Directive: Lines from the one containing "indicate the ribbon" through the end of the data are to be returned exactly, and no others.

Data listing:
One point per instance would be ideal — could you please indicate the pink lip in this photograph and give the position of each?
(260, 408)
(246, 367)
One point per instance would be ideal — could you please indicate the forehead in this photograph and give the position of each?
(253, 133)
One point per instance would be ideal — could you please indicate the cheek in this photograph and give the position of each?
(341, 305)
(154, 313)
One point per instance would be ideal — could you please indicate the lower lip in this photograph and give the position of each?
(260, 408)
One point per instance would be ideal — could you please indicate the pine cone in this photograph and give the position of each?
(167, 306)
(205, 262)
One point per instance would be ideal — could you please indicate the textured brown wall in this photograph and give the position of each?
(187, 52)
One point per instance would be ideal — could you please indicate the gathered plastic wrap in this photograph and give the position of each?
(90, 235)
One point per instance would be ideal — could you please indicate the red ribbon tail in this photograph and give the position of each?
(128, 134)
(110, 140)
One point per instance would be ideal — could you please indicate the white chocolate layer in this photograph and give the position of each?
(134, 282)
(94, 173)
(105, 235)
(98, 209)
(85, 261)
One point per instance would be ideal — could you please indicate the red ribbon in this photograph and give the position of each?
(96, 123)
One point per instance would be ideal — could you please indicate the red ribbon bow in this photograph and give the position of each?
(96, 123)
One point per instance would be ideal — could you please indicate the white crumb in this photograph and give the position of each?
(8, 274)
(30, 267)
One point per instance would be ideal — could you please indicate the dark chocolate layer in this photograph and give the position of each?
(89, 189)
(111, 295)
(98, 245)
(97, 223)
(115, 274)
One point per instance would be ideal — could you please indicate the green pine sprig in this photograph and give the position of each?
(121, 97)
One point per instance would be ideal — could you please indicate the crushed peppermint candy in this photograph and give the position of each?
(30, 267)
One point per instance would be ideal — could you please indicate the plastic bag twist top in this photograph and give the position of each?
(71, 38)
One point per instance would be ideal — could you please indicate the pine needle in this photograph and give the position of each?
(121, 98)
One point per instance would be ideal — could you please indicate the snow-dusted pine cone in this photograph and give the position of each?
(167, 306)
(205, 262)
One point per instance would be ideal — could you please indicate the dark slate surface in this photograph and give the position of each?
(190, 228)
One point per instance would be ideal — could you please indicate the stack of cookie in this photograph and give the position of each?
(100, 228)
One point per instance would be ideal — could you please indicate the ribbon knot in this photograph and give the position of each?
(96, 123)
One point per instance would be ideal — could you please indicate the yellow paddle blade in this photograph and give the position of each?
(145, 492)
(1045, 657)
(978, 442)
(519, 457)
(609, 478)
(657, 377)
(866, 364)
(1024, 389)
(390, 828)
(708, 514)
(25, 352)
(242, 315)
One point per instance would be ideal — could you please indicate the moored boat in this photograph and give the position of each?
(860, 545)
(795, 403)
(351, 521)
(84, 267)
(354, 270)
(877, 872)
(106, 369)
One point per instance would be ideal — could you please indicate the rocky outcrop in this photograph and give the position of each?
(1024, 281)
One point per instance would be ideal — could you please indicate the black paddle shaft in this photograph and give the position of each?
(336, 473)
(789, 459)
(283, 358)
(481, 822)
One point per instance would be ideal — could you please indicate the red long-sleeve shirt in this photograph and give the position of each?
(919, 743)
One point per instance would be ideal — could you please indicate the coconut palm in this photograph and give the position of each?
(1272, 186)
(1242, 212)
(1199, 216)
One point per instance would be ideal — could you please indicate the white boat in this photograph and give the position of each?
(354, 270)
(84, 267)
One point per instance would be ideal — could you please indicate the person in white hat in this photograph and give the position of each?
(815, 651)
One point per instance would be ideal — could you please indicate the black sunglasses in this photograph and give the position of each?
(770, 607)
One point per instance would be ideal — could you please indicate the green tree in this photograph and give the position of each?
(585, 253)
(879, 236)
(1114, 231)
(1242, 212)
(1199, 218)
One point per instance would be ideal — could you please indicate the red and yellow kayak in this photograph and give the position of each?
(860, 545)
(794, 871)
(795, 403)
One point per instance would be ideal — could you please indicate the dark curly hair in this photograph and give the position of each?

Solution to the problem:
One point per instance would be ideal — could you please indicate the ribbon knot in this photograph and give the position of each?
(96, 123)
One point per instance would be ideal — could you please indicate the yellow paddle blade in this photograph and give the position of each?
(145, 492)
(1045, 657)
(978, 442)
(519, 457)
(609, 478)
(657, 377)
(866, 364)
(1024, 389)
(390, 828)
(708, 514)
(25, 352)
(242, 315)
One point per instance would be ideal — could you please indicate the moored boat in this photograph and give the position of each?
(860, 545)
(795, 403)
(351, 521)
(84, 267)
(354, 270)
(877, 872)
(106, 369)
One point per instance would be ideal — could you please indicate the rocky outcrop in this photograph and give the position of each?
(1024, 281)
One point per instance would be ideal — could you please indicate the black paddle shaft in this photograph and give the position of each?
(336, 473)
(789, 459)
(283, 358)
(481, 822)
One point per instance would be ideal — could you please indicate the red long-sleeve shirt in this photograph and give the position of each?
(919, 743)
One point per instance would be ideal — could you please indicate the coconut palm in this photograph and give the position of each?
(1272, 186)
(1242, 212)
(1199, 216)
One point per instance would be ideal — could you please indicate the white boat in this photograph and give the position of each?
(354, 270)
(84, 267)
One point per instance would be ideal — could you please indicate the person in white hat in this photograph and give the position of each?
(815, 651)
One point per instance would be ideal — could you please indicate the black sunglasses in this photograph and give the position of each?
(770, 607)
One point per instance would be ideal — could you please indicate the green tree in this photograph and give the position of each?
(585, 253)
(879, 236)
(1114, 231)
(1242, 212)
(1199, 218)
One point per instance would be ideal — could you please indicate the red and yellow kayak in this photograph and give the position of each?
(860, 545)
(794, 871)
(795, 403)
One point per instance would be ideal — could you please indicate the dark curly hair in this photograph and give the position of each?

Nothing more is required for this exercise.